# DOCUMENT EXTRACT:
Work performed from the beginning of the project to the end of the period covered by the report and main results achieved so far

The project applied a bottom-up approach, starting from potential users' interviews to collect their needs. Use-cases both from user and system perspectives have been derived together with system requirements. Then, an integration strategy has been issued to explore different integration solutions and their fit with user's needs and requirements.

The INSPEX architecture (HW&SW) has been defined. The system is made of three parts:
- a mobile detection device (MDD) that embeds range and environmental sensors, an IMU and computational capabilities to fuse data and build a model of the user's surroundings. This model is then analysed to transmit information regarding potential harmful obstacles that enter the user's safety zone
- an smartphone apps that generates 3D spatial sound from information received from the MDD and from the head orientation
- a extra-auricular headset that embeds an IMU to send head orientation to the smartphone and provide an accurate 3D audio location of the harmful obstacles
In parallel to this architecture activity, partners brought state-of-the-art range sensors (LiDAR, UWB radar, MEMS ultrasound) to the project. The sensors were first characterized, then they have been miniaturized with dramatic effort to reduce their power consumption . A first version of these optimized sensors has been delivered for their integration in the first integrated prototype (the latter is out of the current reporting period). The MDD as well as the different optimized range sensors have been designed and fabricated.

# PROBLEM SET:
1) According to the INSPEX project report, which three kinds of range sensors did the partners bring to the project?
2) Extend the INSPEX project report past its final sentence, picking up directly after the statement that the MDD and the optimized range sensors have been designed and fabricated.
Nothing asked here depends on the material placed after this sentence.

# SUPPLIED ENTRIES:

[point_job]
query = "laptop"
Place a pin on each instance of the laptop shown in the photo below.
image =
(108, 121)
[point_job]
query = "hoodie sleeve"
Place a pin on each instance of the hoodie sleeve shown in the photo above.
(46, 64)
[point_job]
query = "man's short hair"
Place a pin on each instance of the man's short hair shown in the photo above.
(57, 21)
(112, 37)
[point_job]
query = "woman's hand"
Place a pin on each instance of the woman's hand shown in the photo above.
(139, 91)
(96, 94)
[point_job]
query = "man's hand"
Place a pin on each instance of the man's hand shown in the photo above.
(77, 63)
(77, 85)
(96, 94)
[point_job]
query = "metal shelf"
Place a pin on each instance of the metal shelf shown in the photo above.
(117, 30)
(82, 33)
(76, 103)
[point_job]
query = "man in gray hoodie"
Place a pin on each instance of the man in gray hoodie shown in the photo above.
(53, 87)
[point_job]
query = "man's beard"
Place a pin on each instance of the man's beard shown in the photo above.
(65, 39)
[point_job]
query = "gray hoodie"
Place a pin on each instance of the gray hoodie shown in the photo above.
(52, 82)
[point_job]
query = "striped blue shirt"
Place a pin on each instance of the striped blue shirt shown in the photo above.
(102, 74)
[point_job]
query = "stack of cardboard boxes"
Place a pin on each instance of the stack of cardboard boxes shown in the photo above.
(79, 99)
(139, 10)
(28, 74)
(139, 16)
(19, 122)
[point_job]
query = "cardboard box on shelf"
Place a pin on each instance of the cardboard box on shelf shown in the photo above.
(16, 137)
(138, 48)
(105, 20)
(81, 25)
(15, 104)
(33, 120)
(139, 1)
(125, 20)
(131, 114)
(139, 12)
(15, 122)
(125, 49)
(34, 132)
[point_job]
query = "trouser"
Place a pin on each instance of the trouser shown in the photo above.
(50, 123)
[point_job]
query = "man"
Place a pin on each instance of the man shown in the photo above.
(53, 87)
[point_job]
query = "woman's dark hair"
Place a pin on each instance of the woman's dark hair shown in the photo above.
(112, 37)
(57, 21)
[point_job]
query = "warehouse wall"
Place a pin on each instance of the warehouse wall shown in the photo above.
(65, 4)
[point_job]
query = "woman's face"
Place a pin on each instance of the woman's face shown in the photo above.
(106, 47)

# TASK-BY-TASK ANSWERS:
1) LiDAR, UWB radar, and MEMS ultrasound sensors.

2)
Legal and Ethical issues raised by the development of such a system have been considered from the beginning of the project, together with the legal rules the GRDP imposes.
An early prototype has been built during the first year of the project. It integrates off-the-shelf range sensors, IMU and demo-kit computing platform. The main goal for this early prototype was to validate the basic concepts the INSPEX system is rooted in, and develop the INSPEX firmware in parallel to its hardware. The architecture of this early prototype is as close as possible to the architecture of the INSPEX integrated prototype, especially regarding the computing platform and data exchanges. Even if this early prototype does not offer the full spectrum of capabilities of the INSPEX system, it has been used during validation tests in laboratory conditions.

A survey of several formal tools has been done to evaluate their use in the context of INSPEX firmware development. A bottom-up approach has been taken to verify key parts of the firmware and improve its reliability. A top-down approach has been taken to model the power management strategy. Analysis of Off-The-Shelf components has identified a 'black hole' state in the Bluetooth power system, which must be avoided in the implementation of INSPEX.
The INSPEX system is part of the smart environment. A test environment has been setup to enable evaluation of the use of BLE beacons to provide context information to the INSPEX solution. Deployment and customization of beacon tags and the development of an Android smartphone application for scanning, connecting and interacting with the beacon infrastructure have been performed. A demonstration of this was done at CEA site during a F2F meeting.
Details on these activities will be reported in the second reporting period.

Progress beyond the state of the art and expected potential impact (including the socio-economic impact and the wider societal implications of the project so far)

INSPEX progress beyond the state of the art includes:
- decrease of power consumption, size and weight of the range sensors integrated in the MDD (ratio 2 to 7 depending on the characteristic and on the sensor)(several publications, esp. SSI'18, , ECTC'18, one patent filled)
- system modular design, esp. of the MDD (HW&SW)(Best presentation award DAC'2018 IP-Track)
- construction of the 3D surroundings model in real-time on a microcontroller (the 2D model was available at the beginning of the project)
- definition of a sensor model for large field-of-view sensors used when the model is computed (patent application)
- modular firmware definition for the data acquisition subsystem (software author right protected by APP French application)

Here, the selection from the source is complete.